[TASK INSTRUCTIONS]
Find the line containing "Where can the white window frame" in the material below; copy that line and all following lines exactly.

[Dataset rows]
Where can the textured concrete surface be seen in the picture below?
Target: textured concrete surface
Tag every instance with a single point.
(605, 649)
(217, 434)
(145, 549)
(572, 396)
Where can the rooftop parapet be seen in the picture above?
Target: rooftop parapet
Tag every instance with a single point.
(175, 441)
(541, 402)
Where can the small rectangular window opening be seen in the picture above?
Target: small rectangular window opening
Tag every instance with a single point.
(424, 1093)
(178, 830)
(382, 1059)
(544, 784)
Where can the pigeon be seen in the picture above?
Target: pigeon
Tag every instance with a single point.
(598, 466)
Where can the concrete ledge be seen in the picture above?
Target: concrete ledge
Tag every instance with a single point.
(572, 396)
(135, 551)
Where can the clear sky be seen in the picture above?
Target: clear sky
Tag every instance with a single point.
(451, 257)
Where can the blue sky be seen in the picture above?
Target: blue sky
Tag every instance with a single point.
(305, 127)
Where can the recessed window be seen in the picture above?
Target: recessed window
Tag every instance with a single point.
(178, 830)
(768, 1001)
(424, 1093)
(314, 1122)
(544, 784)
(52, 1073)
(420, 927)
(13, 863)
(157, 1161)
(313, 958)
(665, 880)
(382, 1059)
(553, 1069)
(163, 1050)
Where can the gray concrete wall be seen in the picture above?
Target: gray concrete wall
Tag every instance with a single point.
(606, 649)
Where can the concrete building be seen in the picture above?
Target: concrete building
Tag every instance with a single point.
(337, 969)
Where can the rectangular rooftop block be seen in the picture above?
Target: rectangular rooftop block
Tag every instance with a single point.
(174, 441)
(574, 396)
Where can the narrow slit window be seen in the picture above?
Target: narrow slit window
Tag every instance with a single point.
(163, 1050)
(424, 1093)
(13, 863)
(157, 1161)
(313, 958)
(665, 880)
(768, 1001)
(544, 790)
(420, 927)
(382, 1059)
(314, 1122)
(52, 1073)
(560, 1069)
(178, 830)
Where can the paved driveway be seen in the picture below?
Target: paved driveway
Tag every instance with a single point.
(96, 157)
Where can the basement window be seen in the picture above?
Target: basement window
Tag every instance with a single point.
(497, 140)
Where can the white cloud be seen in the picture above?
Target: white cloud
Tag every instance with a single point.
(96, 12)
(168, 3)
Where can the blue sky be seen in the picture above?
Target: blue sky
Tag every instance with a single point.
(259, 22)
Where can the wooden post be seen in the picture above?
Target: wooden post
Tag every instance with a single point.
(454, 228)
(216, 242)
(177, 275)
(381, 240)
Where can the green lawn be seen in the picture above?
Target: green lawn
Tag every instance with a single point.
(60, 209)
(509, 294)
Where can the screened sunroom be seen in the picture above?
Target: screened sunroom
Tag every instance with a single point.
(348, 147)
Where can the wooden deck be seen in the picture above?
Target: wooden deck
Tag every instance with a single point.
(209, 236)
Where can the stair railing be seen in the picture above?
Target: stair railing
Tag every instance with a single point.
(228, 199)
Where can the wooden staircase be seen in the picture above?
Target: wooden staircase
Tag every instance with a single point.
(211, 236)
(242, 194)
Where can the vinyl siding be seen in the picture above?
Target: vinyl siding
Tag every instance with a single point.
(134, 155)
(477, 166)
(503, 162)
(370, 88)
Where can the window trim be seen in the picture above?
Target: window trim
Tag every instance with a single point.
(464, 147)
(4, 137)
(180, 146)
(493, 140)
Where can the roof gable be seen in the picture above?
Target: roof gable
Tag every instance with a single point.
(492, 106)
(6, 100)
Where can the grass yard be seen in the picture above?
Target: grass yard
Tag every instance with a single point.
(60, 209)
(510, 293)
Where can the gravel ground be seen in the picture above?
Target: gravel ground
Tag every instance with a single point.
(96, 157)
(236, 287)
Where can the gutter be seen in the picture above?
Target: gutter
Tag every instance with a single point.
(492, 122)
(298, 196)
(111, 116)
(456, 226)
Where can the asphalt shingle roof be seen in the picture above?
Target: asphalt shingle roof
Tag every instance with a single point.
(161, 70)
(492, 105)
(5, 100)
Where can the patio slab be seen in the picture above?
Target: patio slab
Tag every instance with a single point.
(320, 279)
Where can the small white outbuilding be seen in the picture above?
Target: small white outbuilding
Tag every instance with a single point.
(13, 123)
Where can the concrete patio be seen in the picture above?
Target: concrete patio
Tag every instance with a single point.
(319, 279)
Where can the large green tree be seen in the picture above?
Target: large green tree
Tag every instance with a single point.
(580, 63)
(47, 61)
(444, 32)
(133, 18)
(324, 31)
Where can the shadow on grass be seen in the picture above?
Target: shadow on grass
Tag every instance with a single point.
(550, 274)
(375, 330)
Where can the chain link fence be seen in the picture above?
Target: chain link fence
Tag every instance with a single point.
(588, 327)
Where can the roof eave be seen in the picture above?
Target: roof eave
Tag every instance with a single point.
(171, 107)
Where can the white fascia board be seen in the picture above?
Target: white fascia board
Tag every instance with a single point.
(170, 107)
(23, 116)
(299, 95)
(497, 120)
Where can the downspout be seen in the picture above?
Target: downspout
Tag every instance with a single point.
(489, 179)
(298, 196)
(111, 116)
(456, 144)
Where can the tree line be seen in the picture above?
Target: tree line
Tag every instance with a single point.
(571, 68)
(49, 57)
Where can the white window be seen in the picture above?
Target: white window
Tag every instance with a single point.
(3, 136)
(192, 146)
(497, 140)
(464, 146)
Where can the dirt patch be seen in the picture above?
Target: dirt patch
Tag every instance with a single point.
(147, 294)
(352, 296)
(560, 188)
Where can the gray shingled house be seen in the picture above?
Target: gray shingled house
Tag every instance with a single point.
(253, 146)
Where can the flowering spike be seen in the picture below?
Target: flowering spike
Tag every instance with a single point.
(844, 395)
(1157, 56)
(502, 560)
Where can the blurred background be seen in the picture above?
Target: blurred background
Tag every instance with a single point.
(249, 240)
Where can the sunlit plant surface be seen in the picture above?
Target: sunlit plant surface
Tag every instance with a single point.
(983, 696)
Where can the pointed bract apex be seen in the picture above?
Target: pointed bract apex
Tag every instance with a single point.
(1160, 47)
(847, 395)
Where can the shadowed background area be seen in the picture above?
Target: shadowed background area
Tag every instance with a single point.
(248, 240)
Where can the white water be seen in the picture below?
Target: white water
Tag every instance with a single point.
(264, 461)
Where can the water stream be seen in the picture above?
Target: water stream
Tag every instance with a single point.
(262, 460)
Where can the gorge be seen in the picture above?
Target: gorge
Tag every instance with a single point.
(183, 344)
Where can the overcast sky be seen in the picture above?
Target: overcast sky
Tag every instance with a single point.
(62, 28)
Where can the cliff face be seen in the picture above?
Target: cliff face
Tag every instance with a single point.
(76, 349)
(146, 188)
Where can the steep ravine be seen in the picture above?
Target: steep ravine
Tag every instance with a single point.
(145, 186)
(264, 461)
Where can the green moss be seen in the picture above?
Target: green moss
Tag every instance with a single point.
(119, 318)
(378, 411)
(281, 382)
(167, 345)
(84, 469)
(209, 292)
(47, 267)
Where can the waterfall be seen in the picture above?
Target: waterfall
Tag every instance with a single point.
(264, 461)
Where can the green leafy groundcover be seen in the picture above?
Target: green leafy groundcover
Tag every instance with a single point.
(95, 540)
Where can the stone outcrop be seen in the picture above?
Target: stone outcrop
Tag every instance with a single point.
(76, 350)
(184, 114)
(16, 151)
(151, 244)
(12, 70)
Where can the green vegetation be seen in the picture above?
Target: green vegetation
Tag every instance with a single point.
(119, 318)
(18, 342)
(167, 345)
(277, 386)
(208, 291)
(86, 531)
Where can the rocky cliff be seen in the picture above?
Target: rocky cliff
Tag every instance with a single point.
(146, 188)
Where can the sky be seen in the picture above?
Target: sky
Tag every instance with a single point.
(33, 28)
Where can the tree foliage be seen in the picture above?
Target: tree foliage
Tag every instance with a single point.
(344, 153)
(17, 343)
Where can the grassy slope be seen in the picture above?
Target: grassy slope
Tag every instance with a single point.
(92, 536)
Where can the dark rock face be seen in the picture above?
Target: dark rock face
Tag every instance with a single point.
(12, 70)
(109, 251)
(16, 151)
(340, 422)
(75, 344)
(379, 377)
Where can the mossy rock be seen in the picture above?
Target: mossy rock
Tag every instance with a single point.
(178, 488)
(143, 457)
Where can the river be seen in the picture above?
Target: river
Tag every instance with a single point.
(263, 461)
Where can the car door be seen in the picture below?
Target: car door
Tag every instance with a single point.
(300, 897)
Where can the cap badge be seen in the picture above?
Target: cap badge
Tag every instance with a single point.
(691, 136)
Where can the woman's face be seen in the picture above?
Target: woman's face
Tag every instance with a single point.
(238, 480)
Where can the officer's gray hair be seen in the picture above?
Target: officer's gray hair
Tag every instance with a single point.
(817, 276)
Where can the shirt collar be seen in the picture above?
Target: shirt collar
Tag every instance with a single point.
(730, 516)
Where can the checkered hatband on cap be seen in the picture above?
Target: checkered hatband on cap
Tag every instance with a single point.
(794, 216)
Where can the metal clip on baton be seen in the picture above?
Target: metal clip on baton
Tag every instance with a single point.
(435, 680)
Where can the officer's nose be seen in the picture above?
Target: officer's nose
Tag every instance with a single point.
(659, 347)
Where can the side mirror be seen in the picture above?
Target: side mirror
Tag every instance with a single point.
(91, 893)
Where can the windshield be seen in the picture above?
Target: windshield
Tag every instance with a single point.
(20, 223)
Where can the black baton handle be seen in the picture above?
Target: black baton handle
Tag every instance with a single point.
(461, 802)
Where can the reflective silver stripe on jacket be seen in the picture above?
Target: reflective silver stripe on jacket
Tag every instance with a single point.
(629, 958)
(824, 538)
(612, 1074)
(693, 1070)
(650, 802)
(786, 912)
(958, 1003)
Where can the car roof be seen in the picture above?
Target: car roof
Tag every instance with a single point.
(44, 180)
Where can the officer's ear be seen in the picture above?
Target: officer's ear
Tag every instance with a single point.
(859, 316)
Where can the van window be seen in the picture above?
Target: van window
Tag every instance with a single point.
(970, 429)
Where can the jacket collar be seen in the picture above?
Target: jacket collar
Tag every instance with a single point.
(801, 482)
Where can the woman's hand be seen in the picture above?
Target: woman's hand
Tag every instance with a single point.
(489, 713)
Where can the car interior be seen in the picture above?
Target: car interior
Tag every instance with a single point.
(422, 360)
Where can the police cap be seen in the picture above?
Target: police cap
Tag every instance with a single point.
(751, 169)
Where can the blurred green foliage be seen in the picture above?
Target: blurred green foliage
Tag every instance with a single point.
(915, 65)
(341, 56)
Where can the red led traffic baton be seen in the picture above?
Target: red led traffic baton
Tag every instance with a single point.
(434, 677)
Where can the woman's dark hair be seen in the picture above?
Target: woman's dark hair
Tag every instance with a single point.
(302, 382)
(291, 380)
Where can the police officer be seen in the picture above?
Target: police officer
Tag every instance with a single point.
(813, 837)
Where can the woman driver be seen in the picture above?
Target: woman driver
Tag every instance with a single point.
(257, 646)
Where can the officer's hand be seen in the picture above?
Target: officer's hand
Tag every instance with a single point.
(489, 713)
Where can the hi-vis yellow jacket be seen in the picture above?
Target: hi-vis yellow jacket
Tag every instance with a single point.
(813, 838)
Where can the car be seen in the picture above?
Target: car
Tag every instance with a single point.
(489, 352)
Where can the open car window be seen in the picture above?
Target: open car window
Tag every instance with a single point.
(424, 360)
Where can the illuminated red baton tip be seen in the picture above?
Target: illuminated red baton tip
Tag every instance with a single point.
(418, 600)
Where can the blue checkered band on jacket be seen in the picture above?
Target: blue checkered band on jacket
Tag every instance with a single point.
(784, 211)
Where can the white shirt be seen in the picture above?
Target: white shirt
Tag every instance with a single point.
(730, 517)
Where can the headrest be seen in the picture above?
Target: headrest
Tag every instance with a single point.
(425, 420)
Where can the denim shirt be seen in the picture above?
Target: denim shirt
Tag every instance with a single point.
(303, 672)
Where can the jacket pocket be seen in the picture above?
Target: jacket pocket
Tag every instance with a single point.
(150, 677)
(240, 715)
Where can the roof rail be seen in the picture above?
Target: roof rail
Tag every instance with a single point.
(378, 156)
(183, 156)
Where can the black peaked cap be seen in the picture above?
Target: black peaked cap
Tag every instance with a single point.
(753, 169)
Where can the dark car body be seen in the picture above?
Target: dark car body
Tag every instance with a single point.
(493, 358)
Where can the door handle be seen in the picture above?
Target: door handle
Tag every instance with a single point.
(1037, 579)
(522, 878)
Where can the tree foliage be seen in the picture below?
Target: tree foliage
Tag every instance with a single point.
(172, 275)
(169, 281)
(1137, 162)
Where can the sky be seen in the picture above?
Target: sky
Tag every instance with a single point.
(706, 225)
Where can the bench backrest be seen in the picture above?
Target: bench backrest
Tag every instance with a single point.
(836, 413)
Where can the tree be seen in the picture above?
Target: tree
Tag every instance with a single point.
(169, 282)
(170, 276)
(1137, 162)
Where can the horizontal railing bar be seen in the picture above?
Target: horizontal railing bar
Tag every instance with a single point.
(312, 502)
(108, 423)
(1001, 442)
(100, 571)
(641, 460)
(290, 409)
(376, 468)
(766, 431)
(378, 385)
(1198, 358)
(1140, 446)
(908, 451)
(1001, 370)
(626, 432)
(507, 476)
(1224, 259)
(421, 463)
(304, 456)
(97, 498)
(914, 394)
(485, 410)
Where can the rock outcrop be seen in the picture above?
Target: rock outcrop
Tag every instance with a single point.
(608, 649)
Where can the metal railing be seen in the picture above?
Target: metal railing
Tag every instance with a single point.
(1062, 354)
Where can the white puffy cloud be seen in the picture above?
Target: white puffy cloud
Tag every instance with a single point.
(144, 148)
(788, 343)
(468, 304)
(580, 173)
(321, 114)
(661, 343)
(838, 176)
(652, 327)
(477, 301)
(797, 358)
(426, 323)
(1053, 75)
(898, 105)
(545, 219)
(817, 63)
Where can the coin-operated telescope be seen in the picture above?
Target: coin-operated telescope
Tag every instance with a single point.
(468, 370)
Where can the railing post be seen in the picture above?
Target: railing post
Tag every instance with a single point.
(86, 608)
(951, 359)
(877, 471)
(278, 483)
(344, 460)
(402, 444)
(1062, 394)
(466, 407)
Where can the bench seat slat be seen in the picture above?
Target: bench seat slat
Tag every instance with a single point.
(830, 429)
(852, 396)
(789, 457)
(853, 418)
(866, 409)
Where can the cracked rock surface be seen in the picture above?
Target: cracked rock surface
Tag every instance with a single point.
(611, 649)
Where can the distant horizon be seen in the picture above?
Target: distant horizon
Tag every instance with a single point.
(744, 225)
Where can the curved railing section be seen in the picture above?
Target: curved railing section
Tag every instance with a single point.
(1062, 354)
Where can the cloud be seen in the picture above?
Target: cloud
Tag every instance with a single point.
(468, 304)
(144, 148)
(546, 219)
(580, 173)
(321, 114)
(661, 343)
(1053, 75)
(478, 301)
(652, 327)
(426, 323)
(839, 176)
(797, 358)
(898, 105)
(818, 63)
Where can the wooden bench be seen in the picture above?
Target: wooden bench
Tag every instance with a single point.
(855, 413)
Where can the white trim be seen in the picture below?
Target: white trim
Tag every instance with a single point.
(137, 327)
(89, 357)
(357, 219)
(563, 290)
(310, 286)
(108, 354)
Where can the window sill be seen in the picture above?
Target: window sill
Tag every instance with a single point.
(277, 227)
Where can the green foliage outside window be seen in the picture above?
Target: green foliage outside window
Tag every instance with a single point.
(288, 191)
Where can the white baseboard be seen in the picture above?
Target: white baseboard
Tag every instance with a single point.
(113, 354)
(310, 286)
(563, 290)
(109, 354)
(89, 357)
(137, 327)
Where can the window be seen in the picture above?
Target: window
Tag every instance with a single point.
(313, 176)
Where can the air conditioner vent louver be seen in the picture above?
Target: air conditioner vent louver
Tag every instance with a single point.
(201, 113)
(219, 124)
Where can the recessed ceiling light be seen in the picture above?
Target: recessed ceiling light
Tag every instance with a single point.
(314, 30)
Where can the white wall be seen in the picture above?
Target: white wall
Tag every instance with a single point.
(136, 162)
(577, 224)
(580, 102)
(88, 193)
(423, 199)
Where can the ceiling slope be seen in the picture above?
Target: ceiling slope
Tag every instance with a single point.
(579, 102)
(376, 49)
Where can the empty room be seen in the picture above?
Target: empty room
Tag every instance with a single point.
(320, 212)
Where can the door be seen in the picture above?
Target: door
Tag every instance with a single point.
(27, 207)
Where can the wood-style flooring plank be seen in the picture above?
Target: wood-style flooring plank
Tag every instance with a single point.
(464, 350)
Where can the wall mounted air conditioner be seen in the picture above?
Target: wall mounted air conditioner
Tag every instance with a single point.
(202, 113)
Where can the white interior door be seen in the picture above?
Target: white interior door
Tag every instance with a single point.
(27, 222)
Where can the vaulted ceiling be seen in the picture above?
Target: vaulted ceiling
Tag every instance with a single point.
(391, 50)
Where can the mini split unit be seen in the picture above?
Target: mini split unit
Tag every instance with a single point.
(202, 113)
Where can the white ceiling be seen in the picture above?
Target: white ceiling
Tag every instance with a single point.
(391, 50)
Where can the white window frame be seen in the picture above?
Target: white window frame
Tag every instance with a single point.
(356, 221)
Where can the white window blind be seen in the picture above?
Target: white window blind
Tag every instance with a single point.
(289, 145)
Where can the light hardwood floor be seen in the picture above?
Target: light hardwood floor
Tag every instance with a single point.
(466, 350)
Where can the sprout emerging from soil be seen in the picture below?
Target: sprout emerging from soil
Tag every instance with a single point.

[CORRECT RESPONSE]
Where can the white window frame be seen in the picture above?
Target: white window frame
Tag every instance with a single point.
(356, 221)
Where can the white window blind be seen in the picture above?
Target: white window blind
Tag every instance with a single point.
(289, 145)
Where can the light hardwood floor be seen in the picture above?
Target: light hardwood floor
Tag every instance with a single point.
(466, 350)
Where can the sprout emerging from soil be seen in the picture below?
Target: sprout emerging from soil
Tag every instance with a single point.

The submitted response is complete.